● Consignes et exercices:
1/ D'après l'extrait sur le diabète et la parodontite, combien de patients diabétiques compte l'étude menée dans la communauté indienne de Gila River ?
2/ Dans l'extrait sur le diabète et la parodontite, recopiez le passage qui va de « Influence de la » jusqu'à « et al., 1996). », en échangeant « patients diabétiques » contre « sujets diabétiques ».

● Extrait cité:
+ + + + + + +
Il a été montré que le blocage des RAGE provoquait une diminution la concentration de Porphyromonas gingivalis ainsi qu’une baisse de la perte osseuse et limitait la réponse inflammatoire lors de la cicatrisation. On a également observé une accélération de la cicatrisation et une angiogenèse accrue (Lalla et al., 2000).

Les mécanismes d’action qui relient le diabète à la parodontite induisent principalement une hyperactivation de la réaction immuno-inflammatoire orientée initialement vers les bactéries parodontopathogènes. Ils provoquent également une limitation de la cicatrisation et du remodelage tissulaire. Les conséquences parodontales du diabète ont amené Löe à définir la parodontite comme la sixième complication du diabète (Löe, 1993). La relation entre le diabète et la parodontite ne se limite pas à une réaction de cause à effet. Même si tous les mécanismes ne sont pas élucidés, les deux pathologies ont des implications réciproques. L’inflammation parodontale va entretenir la résistance à l’insuline et la dérégulation de la glycémie (fig. 1). Cette relation bidirectionnelle de la parodontite et du diabète a été exposée par plusieurs auteurs (Taylor, 2001).

Influence de la parodontite sur le diabète

Une étude menée sur 80 patients diabétiques de la communauté indienne de Gila River, population marquée par un taux important de diabète de type 2, montre que le fait d’être atteint d’une parodontite apparaît sur une période de 2 ans comme un facteur de risque d’augmentation de l’hémoglobine glyquée (Taylor et al., 1996).
+ + + + + + +
● Données sources:

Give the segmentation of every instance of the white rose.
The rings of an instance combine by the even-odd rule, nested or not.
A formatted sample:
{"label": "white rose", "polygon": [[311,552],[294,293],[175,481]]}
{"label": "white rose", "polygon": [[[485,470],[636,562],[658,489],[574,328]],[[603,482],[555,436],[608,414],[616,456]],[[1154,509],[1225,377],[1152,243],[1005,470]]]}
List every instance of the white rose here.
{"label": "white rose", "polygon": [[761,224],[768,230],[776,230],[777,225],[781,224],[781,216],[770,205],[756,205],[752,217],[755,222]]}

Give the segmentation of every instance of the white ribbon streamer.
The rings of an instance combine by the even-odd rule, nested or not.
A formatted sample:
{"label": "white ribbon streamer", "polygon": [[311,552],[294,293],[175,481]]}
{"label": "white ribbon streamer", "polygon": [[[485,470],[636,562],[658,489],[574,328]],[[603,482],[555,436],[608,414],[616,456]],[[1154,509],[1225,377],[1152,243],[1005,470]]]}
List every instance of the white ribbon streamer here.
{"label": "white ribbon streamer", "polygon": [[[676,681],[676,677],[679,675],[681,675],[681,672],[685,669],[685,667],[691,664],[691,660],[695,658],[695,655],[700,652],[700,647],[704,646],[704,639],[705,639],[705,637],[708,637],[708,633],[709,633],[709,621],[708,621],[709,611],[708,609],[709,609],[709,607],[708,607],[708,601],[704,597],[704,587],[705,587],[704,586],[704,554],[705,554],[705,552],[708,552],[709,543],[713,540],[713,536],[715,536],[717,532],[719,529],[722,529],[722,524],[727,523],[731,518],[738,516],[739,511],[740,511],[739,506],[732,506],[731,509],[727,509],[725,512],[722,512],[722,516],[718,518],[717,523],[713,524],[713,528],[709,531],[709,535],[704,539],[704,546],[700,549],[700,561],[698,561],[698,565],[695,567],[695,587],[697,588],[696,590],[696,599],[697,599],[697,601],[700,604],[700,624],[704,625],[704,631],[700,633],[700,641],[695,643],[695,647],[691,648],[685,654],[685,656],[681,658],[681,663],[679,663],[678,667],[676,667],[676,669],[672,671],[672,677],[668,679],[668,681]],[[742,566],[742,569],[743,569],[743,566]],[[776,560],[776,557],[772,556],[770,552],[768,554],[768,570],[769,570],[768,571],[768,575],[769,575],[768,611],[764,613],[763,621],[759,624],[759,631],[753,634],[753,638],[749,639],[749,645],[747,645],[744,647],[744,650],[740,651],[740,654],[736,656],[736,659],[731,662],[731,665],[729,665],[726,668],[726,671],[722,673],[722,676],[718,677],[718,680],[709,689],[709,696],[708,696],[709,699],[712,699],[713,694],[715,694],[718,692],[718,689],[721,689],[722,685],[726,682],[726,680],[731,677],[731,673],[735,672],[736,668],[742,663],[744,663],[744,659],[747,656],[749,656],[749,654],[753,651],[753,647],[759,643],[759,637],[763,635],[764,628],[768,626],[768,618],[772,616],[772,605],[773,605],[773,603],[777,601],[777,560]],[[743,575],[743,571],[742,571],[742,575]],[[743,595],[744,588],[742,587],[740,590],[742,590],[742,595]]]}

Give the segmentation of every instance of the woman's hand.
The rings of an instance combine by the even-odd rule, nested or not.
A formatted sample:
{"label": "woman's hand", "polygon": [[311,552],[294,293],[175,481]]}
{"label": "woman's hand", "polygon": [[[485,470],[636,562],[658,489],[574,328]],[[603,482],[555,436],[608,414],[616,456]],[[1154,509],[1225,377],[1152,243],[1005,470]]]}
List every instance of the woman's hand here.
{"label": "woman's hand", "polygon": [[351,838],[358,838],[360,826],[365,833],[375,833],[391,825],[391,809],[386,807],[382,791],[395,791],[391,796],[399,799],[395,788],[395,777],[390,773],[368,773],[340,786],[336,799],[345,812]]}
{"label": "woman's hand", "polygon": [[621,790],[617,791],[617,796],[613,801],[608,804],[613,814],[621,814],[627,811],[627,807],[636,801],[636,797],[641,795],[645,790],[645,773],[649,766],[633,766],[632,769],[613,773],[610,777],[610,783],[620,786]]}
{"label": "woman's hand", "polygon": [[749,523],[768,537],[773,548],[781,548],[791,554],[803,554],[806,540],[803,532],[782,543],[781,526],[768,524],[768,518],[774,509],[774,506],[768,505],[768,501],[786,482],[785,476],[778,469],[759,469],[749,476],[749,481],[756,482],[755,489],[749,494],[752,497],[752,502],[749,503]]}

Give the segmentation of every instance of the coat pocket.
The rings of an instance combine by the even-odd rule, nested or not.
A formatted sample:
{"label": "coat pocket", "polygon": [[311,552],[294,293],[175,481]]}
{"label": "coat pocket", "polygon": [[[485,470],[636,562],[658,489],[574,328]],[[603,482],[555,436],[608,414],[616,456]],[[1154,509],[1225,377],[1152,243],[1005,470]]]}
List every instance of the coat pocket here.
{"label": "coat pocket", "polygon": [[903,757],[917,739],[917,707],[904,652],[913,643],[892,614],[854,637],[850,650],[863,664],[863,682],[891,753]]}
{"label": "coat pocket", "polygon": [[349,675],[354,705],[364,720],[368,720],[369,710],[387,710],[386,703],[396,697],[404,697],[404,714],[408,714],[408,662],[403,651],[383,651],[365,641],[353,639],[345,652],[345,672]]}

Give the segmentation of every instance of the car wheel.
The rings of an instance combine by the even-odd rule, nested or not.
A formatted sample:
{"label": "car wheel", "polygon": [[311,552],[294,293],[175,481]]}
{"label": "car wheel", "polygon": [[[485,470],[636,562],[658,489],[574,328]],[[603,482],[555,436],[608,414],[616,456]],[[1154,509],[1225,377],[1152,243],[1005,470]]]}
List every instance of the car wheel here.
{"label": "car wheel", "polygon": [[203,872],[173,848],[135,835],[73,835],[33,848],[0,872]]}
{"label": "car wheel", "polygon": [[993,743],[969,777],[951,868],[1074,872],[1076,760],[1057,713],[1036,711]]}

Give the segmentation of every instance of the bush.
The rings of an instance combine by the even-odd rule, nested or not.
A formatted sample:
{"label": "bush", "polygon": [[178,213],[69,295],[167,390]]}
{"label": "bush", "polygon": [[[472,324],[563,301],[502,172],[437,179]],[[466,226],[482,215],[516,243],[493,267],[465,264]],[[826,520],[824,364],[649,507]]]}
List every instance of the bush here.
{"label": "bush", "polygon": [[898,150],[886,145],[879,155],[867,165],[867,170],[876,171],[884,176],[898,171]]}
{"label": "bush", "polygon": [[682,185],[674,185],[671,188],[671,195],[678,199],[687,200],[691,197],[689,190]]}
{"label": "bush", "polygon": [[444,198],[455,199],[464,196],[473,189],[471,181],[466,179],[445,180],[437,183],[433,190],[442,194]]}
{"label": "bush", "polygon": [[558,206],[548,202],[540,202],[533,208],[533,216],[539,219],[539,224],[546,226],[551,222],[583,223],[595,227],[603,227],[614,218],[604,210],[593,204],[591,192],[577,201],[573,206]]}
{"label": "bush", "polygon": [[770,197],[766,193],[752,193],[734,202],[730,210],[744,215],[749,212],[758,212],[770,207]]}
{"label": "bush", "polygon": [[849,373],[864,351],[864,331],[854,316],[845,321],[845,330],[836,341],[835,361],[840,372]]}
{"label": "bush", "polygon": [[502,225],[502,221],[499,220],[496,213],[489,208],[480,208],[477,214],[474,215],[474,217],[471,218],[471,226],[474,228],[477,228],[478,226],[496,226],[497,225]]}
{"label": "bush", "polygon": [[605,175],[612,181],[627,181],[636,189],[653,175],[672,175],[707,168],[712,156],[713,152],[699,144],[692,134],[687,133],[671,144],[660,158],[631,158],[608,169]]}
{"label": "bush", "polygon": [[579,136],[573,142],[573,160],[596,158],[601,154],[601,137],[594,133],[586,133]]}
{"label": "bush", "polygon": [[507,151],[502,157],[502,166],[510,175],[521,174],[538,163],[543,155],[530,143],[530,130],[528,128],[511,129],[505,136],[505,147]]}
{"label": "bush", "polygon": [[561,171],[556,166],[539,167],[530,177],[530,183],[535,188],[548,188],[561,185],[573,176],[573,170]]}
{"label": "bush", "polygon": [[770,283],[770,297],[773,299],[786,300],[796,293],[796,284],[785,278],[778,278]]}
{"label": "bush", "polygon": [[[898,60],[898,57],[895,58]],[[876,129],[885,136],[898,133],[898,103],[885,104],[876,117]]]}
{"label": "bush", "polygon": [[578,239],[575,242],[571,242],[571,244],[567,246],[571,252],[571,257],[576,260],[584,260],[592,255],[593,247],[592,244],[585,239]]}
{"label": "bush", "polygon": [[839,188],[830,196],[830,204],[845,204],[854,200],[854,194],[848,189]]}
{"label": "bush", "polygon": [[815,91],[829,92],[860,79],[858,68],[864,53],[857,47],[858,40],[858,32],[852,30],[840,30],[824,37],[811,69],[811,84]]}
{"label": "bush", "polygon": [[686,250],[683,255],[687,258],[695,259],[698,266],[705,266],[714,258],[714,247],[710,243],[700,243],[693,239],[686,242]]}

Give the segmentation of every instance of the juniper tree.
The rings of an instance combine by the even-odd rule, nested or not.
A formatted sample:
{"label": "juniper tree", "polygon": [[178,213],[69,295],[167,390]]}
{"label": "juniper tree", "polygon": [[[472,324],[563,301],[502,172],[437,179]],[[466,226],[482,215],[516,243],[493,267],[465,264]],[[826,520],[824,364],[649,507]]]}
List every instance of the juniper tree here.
+ + + + + + +
● Réponses par consigne:
1/ 80 patients diabétiques.

2/
Influence de la parodontite sur le diabète

Une étude menée sur 80 sujets diabétiques de la communauté indienne de Gila River, population marquée par un taux important de diabète de type 2, montre que le fait d’être atteint d’une parodontite apparaît sur une période de 2 ans comme un facteur de risque d’augmentation de l’hémoglobine glyquée (Taylor et al., 1996).